● **EXTRACTED DATA**
# # # # #

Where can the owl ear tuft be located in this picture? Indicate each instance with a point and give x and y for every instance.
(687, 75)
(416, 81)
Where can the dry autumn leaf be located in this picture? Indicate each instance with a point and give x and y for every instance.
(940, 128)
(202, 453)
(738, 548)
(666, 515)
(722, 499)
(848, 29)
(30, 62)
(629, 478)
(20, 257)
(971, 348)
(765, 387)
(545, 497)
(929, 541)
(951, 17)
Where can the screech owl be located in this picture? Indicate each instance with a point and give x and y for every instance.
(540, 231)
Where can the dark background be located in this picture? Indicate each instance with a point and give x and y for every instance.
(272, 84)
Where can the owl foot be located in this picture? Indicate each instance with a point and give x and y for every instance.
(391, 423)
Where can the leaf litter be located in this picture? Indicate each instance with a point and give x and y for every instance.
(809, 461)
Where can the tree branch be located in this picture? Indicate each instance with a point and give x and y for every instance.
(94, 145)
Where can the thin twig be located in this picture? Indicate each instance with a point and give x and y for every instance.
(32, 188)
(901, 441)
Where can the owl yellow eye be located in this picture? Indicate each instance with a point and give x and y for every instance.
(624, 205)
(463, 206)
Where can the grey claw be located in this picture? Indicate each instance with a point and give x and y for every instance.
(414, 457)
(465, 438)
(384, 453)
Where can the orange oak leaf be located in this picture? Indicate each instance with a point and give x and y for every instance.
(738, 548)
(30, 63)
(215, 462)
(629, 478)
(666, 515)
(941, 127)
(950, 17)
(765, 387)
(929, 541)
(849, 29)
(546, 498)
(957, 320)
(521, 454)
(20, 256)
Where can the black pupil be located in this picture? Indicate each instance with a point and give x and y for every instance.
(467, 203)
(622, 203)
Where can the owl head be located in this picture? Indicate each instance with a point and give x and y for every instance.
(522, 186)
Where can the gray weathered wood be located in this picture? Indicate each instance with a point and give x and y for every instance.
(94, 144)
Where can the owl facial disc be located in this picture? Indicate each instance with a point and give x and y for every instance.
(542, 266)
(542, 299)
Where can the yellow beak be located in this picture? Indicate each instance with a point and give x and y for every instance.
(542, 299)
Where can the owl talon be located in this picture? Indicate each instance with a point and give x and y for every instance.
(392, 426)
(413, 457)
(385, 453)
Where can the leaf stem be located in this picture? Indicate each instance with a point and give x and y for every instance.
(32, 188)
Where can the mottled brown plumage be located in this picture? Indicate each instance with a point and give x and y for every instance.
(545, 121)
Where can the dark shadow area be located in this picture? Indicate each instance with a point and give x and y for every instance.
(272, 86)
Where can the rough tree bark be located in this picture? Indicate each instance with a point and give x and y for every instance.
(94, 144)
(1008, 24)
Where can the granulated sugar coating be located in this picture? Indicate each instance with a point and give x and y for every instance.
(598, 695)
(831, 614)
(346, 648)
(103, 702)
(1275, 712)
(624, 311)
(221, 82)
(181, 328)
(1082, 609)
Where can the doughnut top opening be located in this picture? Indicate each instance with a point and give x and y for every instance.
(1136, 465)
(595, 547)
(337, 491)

# # # # #

● **EXERCISE REQUIREMENTS**
Switch every "Indicate" in the lines above to "Mark" and write all the lines out again with nothing else changed.

● **COMPLETE OUTPUT**
Where can the owl ear tuft be located in this picture? Mark each instance with a point and give x and y for every instance.
(687, 75)
(416, 81)
Where can the dry autumn leaf be located in this picture? Mark each instance with a point and give x and y for every instance.
(940, 128)
(202, 453)
(738, 548)
(666, 515)
(722, 499)
(848, 29)
(30, 62)
(629, 478)
(20, 257)
(971, 348)
(765, 387)
(545, 497)
(929, 541)
(951, 17)
Where can the screech owl be located in this picture? Mark each instance with a point and give x and y for every instance.
(540, 231)
Where can the dark background be located in this picture? Mark each instance with a point and give x and y for every instance.
(272, 84)
Where can the owl foot be located in this picture? Mark each instance with a point and give x and y for every instance.
(391, 423)
Where can the leaf litter be located in this picture? Mark each instance with a point and give x and y for every instance.
(809, 461)
Where can the tree branch be located in this picture? Mark each instance with a point and give x and y for every instance.
(94, 145)
Where can the thin twig be located in this picture? Mark each instance with a point and give x and y for every instance.
(32, 188)
(901, 441)
Where can the owl yellow eye be located in this picture? Mark each instance with a point and give x and y for every instance.
(624, 205)
(463, 206)
Where can the grey claw be located in this picture? Mark each instance with a point and give x and y for every instance.
(414, 457)
(465, 438)
(384, 453)
Where can the orange oak leaf be located in this picture? Mark each instance with a point and give x and y for every instance.
(738, 548)
(30, 63)
(215, 462)
(629, 478)
(666, 515)
(941, 127)
(950, 17)
(765, 387)
(929, 541)
(849, 29)
(546, 498)
(957, 320)
(521, 454)
(20, 256)
Where can the black pupil be located in this picture? Mark each instance with a point and give x and y for every instance.
(467, 203)
(622, 203)
Where can the owl head be located in this picture? Mark each instance with a point and give x and y for every instance.
(522, 186)
Where can the gray weathered wood be located in this picture? Mark each instance with a point and give x and y for every instance.
(94, 144)
Where can the owl facial disc be located in this picture? Mark each instance with a point and give x and y for every instance.
(542, 266)
(542, 299)
Where can the yellow beak be located in this picture? Mark each instance with a point and give x and y for every instance.
(542, 299)
Where can the owl talon be located in this picture? Mark each instance with a point and give x and y for every instance.
(392, 426)
(413, 457)
(385, 453)
Where can the leaf stem be located in this picture? Mark each instance with a point and give x and y for every instance.
(32, 188)
Where can the mottled brown plumage be located in this picture? Mark each instance with a point and give x and y for every instance.
(545, 121)
Where can the dark shadow area be located in this picture? Mark each instance with a point and give x and y for every instance.
(272, 86)
Where can the rough tree bark be located in this picture? Mark each instance with a point and give x and y for every instance.
(94, 144)
(1008, 24)
Where can the granulated sugar coating be located in this picture? Mark each instance with a point and give x and y for every instance.
(598, 695)
(831, 614)
(346, 648)
(103, 702)
(1275, 712)
(624, 311)
(221, 82)
(181, 328)
(1082, 609)
Where can the doughnut top opening be located in this picture? Mark each instance with a point and give x and y for every instance.
(1136, 465)
(595, 547)
(337, 491)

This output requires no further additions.